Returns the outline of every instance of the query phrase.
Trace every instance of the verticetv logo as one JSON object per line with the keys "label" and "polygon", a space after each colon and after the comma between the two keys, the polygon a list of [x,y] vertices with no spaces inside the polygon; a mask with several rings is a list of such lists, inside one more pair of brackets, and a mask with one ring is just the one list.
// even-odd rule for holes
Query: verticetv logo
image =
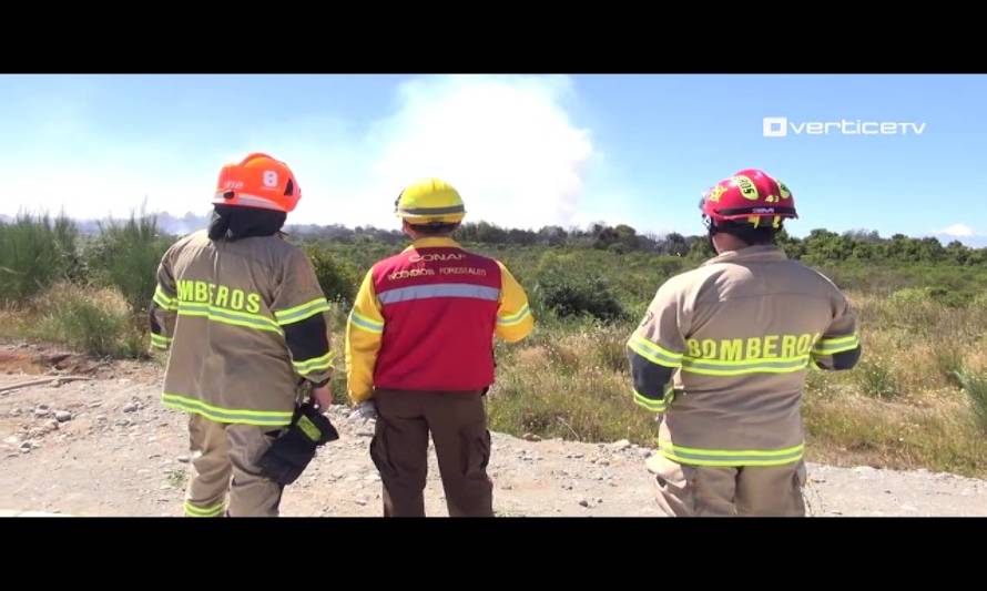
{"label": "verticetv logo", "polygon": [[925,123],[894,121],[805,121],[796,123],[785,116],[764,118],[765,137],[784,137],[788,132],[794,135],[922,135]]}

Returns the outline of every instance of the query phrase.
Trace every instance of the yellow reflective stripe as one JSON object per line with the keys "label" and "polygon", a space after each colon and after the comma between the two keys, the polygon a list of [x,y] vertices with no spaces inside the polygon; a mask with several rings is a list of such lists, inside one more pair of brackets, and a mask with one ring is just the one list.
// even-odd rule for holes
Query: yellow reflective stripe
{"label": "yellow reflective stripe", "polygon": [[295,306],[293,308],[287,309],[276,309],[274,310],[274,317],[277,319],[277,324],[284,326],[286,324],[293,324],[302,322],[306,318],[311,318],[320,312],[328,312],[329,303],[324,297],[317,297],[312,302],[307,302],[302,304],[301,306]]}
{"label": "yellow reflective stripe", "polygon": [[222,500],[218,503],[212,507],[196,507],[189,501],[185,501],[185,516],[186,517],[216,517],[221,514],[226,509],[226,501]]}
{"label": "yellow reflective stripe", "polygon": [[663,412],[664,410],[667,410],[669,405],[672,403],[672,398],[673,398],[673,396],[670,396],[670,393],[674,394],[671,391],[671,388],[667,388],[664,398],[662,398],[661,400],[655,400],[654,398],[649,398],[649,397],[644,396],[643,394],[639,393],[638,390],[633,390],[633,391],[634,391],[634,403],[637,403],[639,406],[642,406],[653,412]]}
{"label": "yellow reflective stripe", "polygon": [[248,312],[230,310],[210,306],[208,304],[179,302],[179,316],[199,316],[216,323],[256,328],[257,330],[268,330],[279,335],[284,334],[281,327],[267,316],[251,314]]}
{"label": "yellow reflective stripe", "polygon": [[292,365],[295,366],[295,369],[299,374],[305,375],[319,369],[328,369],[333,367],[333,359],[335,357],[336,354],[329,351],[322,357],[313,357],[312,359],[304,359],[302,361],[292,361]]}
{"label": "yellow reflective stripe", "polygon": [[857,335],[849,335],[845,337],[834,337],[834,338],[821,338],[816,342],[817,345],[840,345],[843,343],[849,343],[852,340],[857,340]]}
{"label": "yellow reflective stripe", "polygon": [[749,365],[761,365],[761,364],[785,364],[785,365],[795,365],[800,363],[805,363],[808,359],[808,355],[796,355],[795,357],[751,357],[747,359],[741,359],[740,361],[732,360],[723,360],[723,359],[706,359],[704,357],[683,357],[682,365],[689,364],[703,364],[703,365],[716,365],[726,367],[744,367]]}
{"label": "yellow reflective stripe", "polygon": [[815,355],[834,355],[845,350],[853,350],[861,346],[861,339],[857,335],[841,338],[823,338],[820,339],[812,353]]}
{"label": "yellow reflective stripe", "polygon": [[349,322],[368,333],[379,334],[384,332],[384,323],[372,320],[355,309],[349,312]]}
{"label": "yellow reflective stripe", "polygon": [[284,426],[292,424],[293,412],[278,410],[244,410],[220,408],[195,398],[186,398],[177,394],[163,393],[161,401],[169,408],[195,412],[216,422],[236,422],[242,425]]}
——————
*WHAT IS ASKED*. Find each line in the records above that contains the string "colon", treating uppercase and lowercase as distinct, and copy those lines in full.

*COMPLETED EXERCISE*.
Trace every instance of the verticetv logo as one JSON object per line with the keys "label" and "polygon", a space after each colon and after the comma between the two keys, the polygon a list of [x,y] vertices with no spaces inside the polygon; a mask with several rings is a list of such lists, inside one more pair of brackets, and a mask with one ring is just the one list.
Trace every instance of the yellow reflective stripe as one JSON object per line with the keys "label" and "polygon", a space after each colon and after the comma between the two keys, the polygon a list of [x,y] vertices with no spaces inside the polygon; a mask with several rings is a list of such lists, inside one more pair of brackets, and a mask with one ring is just the one list.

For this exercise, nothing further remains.